*** Opening Exercise data ***

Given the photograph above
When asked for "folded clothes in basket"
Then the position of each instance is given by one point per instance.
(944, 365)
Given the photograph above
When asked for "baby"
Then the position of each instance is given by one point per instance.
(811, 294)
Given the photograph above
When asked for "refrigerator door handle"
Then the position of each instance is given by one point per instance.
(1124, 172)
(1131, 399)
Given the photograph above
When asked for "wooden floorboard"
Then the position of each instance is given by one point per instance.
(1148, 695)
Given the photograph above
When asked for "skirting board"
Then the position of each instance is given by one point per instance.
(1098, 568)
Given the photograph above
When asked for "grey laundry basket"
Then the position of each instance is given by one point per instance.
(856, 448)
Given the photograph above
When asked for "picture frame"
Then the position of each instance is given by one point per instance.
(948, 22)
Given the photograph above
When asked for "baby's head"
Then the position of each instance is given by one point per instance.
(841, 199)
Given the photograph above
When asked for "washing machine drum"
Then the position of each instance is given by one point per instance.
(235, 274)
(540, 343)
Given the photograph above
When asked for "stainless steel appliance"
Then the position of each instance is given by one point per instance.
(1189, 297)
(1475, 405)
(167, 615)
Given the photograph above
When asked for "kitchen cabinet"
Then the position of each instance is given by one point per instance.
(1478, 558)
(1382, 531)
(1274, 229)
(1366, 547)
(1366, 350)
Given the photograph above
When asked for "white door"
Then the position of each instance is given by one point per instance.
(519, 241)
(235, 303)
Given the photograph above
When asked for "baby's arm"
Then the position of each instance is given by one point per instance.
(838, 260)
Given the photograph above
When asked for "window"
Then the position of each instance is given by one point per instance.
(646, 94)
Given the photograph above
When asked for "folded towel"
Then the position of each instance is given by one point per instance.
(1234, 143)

*** Closing Exercise data ***
*** Opening Exercise data ***

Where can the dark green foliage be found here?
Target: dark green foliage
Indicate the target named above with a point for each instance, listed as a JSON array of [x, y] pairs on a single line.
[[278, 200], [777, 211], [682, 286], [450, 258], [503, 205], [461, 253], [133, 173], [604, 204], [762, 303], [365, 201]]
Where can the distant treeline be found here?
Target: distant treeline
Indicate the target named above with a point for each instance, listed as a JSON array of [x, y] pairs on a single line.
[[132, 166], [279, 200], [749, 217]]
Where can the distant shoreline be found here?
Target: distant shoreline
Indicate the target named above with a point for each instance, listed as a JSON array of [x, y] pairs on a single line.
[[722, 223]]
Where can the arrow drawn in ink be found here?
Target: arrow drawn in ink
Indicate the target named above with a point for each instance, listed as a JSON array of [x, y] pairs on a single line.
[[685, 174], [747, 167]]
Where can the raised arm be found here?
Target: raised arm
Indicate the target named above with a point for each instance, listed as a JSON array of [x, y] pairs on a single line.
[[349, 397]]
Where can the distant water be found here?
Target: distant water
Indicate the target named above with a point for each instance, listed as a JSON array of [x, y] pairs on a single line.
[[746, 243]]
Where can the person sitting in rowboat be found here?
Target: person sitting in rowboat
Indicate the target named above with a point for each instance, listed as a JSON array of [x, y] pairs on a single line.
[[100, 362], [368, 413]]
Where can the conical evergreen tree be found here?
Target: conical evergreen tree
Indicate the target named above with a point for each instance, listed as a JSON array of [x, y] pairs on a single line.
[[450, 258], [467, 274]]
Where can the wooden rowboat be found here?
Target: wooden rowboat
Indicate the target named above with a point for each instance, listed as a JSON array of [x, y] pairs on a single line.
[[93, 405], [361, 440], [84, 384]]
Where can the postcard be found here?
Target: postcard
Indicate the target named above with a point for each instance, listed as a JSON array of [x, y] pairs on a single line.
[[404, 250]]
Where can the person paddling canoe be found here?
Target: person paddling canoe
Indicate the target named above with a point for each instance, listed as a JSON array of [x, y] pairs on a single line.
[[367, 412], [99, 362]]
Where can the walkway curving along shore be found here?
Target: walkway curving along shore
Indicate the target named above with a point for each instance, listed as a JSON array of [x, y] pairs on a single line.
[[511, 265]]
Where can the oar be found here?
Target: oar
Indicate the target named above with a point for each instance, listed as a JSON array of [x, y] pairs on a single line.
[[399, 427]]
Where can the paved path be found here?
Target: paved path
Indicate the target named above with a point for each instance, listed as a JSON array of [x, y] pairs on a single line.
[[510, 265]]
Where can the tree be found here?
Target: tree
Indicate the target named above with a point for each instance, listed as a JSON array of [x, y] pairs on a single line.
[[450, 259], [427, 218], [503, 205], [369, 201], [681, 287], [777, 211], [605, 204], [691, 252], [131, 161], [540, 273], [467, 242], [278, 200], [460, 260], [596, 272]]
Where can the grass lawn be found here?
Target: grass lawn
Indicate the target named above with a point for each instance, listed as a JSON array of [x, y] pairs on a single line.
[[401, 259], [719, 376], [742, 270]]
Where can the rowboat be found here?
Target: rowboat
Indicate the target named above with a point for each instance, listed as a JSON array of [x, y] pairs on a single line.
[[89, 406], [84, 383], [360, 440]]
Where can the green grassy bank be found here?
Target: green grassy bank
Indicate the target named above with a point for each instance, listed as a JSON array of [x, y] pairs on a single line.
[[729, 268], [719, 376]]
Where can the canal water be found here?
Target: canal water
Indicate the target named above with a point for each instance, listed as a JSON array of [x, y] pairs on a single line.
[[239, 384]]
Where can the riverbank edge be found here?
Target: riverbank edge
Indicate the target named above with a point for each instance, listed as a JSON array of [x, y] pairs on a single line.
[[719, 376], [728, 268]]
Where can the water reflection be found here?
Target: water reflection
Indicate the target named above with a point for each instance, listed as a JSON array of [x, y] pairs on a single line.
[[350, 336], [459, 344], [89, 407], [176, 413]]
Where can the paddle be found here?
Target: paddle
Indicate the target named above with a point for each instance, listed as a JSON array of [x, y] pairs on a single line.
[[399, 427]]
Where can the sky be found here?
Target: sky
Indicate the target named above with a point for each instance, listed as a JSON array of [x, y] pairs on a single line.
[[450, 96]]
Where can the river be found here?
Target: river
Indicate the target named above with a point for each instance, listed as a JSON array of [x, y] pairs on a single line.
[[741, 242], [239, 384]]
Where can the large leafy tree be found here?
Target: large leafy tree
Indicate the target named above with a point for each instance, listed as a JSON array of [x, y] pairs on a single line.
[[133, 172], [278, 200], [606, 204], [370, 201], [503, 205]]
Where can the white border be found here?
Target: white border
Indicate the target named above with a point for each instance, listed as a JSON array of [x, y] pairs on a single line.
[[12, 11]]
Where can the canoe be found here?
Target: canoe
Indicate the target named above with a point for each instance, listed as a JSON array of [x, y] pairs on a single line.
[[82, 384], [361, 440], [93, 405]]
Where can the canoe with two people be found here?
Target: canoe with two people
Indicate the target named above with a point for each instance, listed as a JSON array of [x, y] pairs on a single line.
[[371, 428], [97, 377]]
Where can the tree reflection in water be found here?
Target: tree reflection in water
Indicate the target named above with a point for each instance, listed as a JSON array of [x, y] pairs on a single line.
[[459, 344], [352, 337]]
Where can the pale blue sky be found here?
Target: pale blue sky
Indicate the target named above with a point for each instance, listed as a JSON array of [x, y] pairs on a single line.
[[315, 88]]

*** Closing Exercise data ***

- **Exercise instructions**
Copy the entries above exactly, but only from the line holding "Where can the arrow" through the line holding "Where can the person sitting", both included.

- **Response**
Where can the arrow drawn in ink be found here?
Target: arrow drawn in ink
Indicate the target named above with a point for each instance, listed as a JSON array of [x, y] pairs on a single line.
[[685, 174], [747, 167]]
Where can the raised arm be found here?
Target: raised arm
Indicate the target named above with a point for each instance, listed as a JSON array of [x, y] pairs on a single line.
[[349, 397]]
Where can the distant water be found here?
Target: distant water
Indicate the target named above with a point for each instance, listed as a JSON array of [x, y] pairs on a single line.
[[746, 243]]
Where can the person sitting in rowboat be found here?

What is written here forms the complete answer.